++++ PROVIDED DATA

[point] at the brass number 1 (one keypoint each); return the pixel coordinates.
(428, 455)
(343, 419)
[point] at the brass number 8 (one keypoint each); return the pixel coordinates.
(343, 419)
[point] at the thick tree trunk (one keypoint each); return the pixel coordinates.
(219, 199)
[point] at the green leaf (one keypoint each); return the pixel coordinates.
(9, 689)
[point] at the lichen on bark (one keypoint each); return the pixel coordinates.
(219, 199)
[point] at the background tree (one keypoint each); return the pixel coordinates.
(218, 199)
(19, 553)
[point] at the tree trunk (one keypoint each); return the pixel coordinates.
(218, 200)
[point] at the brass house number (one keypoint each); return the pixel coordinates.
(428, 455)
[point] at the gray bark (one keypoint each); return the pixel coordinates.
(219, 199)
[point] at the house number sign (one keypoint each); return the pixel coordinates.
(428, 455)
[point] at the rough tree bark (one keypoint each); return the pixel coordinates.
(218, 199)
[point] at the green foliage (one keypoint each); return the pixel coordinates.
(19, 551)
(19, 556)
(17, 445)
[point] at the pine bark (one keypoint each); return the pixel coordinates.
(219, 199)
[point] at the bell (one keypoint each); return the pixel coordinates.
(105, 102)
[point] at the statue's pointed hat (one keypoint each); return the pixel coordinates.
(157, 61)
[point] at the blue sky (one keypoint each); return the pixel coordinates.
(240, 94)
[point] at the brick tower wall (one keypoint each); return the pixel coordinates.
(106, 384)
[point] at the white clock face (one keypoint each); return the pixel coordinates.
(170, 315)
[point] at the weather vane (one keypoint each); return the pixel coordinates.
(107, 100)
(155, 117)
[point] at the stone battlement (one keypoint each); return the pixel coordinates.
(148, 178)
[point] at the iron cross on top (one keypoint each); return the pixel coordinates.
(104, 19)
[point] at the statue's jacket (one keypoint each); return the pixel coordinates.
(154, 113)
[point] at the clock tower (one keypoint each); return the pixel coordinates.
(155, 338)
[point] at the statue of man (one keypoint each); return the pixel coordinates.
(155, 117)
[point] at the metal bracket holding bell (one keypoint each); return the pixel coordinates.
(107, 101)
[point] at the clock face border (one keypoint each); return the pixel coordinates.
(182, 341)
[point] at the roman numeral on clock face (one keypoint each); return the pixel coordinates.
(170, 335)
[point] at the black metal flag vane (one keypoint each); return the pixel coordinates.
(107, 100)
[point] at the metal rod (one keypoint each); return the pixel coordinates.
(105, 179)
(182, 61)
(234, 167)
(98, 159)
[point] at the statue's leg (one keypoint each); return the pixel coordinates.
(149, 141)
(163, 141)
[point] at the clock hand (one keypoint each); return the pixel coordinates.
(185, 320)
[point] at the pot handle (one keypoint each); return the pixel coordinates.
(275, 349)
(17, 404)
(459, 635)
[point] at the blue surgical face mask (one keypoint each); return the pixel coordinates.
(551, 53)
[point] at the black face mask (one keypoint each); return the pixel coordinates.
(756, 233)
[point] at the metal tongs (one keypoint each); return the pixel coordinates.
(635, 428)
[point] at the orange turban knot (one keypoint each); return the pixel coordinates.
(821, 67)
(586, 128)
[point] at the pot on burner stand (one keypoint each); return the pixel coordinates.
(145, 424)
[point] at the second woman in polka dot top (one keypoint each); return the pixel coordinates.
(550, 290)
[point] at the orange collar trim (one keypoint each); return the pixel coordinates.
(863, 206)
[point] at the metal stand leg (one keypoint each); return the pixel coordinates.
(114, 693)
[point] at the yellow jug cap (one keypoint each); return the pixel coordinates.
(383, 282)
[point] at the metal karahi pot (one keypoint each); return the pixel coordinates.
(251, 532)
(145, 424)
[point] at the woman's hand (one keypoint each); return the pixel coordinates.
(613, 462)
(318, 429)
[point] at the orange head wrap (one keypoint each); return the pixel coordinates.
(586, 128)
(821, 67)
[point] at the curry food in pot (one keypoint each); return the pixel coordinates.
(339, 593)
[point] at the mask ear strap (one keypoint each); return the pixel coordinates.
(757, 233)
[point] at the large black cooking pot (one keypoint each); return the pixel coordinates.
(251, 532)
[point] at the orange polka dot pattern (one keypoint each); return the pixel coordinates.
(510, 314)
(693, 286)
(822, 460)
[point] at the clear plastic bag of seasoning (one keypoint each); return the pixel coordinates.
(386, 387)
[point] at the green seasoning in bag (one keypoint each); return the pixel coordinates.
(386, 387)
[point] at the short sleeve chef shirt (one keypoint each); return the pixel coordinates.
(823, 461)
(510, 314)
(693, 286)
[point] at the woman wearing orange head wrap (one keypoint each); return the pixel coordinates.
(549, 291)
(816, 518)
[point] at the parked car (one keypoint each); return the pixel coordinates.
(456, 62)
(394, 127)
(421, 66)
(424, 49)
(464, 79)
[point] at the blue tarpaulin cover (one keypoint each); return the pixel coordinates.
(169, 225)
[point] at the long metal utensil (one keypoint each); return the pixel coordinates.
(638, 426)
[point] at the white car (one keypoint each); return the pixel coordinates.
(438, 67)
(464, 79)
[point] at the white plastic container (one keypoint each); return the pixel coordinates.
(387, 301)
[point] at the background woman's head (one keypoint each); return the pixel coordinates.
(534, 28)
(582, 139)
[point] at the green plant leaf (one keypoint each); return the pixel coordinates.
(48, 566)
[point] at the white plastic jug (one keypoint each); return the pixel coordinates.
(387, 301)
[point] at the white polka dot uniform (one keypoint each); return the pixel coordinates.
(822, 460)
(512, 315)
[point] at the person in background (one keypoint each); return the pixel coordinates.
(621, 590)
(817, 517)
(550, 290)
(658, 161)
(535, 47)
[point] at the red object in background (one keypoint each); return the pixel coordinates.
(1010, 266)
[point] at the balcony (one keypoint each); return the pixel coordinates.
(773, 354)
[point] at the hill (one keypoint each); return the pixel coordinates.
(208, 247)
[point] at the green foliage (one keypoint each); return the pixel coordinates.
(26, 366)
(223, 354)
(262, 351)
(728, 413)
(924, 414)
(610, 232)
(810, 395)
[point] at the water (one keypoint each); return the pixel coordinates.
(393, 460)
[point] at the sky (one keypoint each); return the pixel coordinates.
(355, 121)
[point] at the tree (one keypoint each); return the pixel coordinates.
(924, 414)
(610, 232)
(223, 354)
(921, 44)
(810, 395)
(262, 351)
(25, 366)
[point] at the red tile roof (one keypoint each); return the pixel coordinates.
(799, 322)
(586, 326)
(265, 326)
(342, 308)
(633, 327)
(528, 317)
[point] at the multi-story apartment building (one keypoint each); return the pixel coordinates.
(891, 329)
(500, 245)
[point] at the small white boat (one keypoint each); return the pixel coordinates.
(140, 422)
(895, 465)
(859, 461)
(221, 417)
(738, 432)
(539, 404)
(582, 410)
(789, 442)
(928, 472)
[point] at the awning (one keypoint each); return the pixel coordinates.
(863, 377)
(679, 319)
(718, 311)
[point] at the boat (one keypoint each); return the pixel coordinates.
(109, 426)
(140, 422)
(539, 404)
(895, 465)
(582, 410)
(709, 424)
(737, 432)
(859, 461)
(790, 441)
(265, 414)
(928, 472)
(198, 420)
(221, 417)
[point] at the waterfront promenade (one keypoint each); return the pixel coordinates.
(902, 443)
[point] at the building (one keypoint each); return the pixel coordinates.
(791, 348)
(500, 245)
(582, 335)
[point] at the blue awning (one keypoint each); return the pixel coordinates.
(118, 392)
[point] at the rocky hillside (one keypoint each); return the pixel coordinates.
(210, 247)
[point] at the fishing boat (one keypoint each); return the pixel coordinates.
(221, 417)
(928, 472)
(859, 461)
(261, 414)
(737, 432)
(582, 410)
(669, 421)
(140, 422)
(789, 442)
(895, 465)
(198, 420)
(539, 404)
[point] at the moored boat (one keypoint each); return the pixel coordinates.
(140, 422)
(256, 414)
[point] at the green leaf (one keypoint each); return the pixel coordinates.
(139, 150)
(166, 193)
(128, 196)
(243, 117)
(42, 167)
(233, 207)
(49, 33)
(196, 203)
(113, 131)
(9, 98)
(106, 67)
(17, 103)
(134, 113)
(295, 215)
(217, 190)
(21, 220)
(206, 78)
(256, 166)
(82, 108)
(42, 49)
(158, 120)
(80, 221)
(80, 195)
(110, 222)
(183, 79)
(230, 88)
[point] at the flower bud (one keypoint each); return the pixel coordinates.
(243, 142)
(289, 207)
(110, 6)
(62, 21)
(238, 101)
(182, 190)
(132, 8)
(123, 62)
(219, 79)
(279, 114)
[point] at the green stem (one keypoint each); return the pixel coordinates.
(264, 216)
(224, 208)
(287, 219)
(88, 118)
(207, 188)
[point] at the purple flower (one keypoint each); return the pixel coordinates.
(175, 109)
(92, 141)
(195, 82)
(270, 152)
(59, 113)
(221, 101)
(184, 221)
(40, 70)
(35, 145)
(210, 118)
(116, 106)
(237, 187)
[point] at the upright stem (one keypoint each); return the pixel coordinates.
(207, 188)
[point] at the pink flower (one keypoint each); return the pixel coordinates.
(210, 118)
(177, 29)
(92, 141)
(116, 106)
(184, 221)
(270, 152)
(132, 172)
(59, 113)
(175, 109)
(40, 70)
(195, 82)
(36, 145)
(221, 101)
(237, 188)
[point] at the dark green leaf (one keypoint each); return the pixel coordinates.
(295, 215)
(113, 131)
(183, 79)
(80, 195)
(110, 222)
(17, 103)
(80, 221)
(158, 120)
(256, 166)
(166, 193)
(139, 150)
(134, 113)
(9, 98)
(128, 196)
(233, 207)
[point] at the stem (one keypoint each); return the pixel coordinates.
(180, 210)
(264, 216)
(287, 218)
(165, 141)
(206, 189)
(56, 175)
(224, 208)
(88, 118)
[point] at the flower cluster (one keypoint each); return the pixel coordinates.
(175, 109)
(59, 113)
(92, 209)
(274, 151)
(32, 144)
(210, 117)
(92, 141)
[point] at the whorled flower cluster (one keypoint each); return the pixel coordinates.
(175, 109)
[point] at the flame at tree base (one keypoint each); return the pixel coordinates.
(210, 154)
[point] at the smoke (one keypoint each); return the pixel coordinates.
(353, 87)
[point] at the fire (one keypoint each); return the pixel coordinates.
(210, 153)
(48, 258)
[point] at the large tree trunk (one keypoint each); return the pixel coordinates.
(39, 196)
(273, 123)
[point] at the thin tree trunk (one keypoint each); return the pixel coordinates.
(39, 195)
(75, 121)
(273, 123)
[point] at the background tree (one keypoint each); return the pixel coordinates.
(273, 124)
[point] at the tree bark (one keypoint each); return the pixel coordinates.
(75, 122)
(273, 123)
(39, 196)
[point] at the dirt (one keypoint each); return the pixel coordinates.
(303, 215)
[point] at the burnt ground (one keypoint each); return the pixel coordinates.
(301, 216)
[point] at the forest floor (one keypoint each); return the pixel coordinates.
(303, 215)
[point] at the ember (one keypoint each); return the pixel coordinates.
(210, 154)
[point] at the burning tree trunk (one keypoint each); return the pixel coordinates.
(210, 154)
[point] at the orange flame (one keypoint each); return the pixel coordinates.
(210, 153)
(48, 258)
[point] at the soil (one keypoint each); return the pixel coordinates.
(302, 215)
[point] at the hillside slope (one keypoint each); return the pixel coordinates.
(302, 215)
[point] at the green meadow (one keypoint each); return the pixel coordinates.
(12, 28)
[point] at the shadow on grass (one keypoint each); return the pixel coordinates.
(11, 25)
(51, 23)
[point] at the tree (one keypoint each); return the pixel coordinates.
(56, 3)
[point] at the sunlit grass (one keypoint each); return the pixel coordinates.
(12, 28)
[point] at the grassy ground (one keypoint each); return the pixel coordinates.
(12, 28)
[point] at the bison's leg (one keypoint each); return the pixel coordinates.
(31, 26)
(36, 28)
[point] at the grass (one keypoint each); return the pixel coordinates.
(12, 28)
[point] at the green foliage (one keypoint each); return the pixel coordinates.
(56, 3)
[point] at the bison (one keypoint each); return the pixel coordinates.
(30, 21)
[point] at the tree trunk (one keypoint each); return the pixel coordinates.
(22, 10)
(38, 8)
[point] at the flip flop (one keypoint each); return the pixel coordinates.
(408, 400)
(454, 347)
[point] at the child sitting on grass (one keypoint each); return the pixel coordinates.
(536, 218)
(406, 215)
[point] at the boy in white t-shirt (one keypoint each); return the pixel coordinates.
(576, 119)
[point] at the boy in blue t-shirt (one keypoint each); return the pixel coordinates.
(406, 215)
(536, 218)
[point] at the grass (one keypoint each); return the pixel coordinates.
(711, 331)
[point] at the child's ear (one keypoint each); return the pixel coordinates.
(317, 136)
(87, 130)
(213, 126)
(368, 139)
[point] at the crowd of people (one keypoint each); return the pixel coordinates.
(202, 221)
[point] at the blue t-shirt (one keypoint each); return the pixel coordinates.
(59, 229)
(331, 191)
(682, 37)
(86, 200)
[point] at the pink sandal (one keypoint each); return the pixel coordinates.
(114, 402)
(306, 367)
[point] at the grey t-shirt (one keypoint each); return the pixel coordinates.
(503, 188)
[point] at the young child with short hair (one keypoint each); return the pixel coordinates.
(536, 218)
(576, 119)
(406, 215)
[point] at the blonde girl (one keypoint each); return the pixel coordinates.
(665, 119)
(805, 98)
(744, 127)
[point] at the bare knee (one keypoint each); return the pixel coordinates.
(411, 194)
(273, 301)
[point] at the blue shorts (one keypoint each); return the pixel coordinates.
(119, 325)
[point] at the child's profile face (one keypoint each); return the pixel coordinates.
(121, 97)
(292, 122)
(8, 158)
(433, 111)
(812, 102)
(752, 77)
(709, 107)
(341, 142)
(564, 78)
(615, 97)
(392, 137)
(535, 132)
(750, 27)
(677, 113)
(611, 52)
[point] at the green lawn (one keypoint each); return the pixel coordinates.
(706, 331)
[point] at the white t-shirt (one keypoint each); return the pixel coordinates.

++++++++

DIRECTIONS FOR THIS TASK
Copy the items word for word, starting at the line that contains "[point] at the young" and ending at the last line of the items.

RESULT
[point] at the young child with short hair (one keypoint each); return the pixel coordinates.
(536, 218)
(576, 119)
(406, 215)
[point] at the blonde girl (one keypoint each); return the pixel coordinates.
(665, 119)
(805, 98)
(744, 127)
[point] at the bare knee (one keypoint each); return the pixel coordinates.
(411, 194)
(273, 301)
[point] at the blue shorts (one keypoint each); return the pixel coordinates.
(119, 325)
[point] at the child's profile face (one keypoint each); return the pixel coordinates.
(121, 97)
(292, 122)
(8, 158)
(433, 111)
(812, 102)
(752, 77)
(709, 107)
(341, 142)
(564, 78)
(615, 97)
(392, 137)
(535, 132)
(750, 27)
(677, 113)
(611, 52)
[point] at the green lawn (one keypoint each); return the pixel coordinates.
(706, 331)
[point] at the white t-shirt (one keypoint each); return the pixel coordinates.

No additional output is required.